*What is required:* Render every line of the listing below as a Markdown table with two columns, Row and Line, omitting blank lines.

*Supplied data:*
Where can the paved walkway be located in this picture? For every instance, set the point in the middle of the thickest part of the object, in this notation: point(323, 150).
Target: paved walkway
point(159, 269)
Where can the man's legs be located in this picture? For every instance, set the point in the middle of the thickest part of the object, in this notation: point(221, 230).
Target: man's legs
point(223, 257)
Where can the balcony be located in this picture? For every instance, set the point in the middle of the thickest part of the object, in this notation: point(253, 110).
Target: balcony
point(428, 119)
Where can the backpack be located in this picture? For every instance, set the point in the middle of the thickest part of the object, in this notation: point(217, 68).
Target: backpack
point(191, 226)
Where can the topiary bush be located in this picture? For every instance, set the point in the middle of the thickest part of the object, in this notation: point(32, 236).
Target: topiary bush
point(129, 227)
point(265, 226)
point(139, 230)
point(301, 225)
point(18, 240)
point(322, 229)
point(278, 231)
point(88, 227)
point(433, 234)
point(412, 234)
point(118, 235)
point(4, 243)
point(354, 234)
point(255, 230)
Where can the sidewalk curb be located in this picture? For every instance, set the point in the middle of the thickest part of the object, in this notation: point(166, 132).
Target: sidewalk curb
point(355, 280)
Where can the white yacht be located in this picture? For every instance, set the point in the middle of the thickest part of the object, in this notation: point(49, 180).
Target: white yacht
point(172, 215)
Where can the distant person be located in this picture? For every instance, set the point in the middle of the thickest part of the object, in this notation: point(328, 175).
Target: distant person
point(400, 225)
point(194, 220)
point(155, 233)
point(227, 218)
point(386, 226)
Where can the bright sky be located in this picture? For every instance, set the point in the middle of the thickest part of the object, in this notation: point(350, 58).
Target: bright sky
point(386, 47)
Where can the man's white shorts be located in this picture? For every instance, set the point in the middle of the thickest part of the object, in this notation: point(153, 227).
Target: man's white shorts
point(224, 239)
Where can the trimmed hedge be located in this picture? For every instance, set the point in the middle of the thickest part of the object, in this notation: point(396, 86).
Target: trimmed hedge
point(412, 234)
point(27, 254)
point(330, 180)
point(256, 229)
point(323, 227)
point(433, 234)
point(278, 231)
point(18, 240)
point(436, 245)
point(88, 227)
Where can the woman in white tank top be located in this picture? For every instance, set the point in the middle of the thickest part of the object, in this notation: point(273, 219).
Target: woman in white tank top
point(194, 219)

*Exercise response:*
| Row | Line |
|---|---|
| 1 | Where can the paved walkway be located in this picture? For every instance, set the point in the middle of the thickest part of the object, in this notation: point(323, 150). |
| 2 | Target: paved walkway |
| 3 | point(159, 269) |
| 4 | Where can the man's legs be located in this picture? For every instance, set the point in the middle of the thickest part of the object, in this notation: point(221, 230). |
| 5 | Target: man's legs |
| 6 | point(223, 257) |
| 7 | Where can the balcony be located in this picture? For every instance, set the point in the middle of the thickest part of the object, in this notation: point(253, 110). |
| 8 | Target: balcony |
| 9 | point(428, 119) |
| 10 | Where can the backpack be located in this picture? For every instance, set the point in the middle of the thickest part of the object, in this notation: point(217, 68). |
| 11 | Target: backpack |
| 12 | point(191, 226) |
| 13 | Where can the topiary bush be located in this picture? For every instance, set the point in the middle of the thickest part of the object, in this notation: point(32, 236). |
| 14 | Target: topiary bush |
| 15 | point(129, 227) |
| 16 | point(265, 226) |
| 17 | point(139, 230) |
| 18 | point(301, 225) |
| 19 | point(18, 240) |
| 20 | point(322, 229) |
| 21 | point(278, 231) |
| 22 | point(88, 227) |
| 23 | point(433, 234) |
| 24 | point(412, 234) |
| 25 | point(118, 235) |
| 26 | point(4, 243) |
| 27 | point(354, 234) |
| 28 | point(255, 230) |
| 29 | Where can the sidewalk curb be located in this picture? For every instance, set the point in the middle of the thickest part of the object, in this notation: point(166, 132). |
| 30 | Target: sidewalk curb |
| 31 | point(355, 280) |
| 32 | Where can the white yacht be located in this picture? For every instance, set the point in the middle of the thickest part of the object, in this notation: point(49, 180). |
| 33 | Target: white yacht |
| 34 | point(172, 215) |
| 35 | Where can the distant person be located in this picture? For every instance, set the point in the middle of the thickest part of the object, in this notation: point(328, 175). |
| 36 | Target: distant person |
| 37 | point(400, 225) |
| 38 | point(194, 220) |
| 39 | point(155, 233) |
| 40 | point(227, 218) |
| 41 | point(386, 226) |
| 42 | Where can the bright sky be located in this picture? For every instance, set the point in the middle of the thickest part of the object, in this notation: point(350, 58). |
| 43 | Target: bright sky |
| 44 | point(386, 47) |
| 45 | Where can the man's white shorts be located in this picture? For every instance, set the point in the middle of the thickest part of the object, in this notation: point(153, 227). |
| 46 | Target: man's white shorts |
| 47 | point(224, 239) |
| 48 | Where can the trimmed hedge be located in this picture? For every instance, set the point in the middle of the thickest part of the object, in this notation: point(396, 86). |
| 49 | Target: trimmed hedge |
| 50 | point(412, 234) |
| 51 | point(27, 254) |
| 52 | point(330, 180) |
| 53 | point(256, 229) |
| 54 | point(323, 227) |
| 55 | point(433, 234) |
| 56 | point(278, 231) |
| 57 | point(18, 240) |
| 58 | point(436, 245) |
| 59 | point(88, 227) |
| 60 | Where can the woman in white tank top be located in this picture? For every instance, set the point in the middle of the thickest part of the object, in this notation: point(273, 219). |
| 61 | Target: woman in white tank top |
| 62 | point(194, 219) |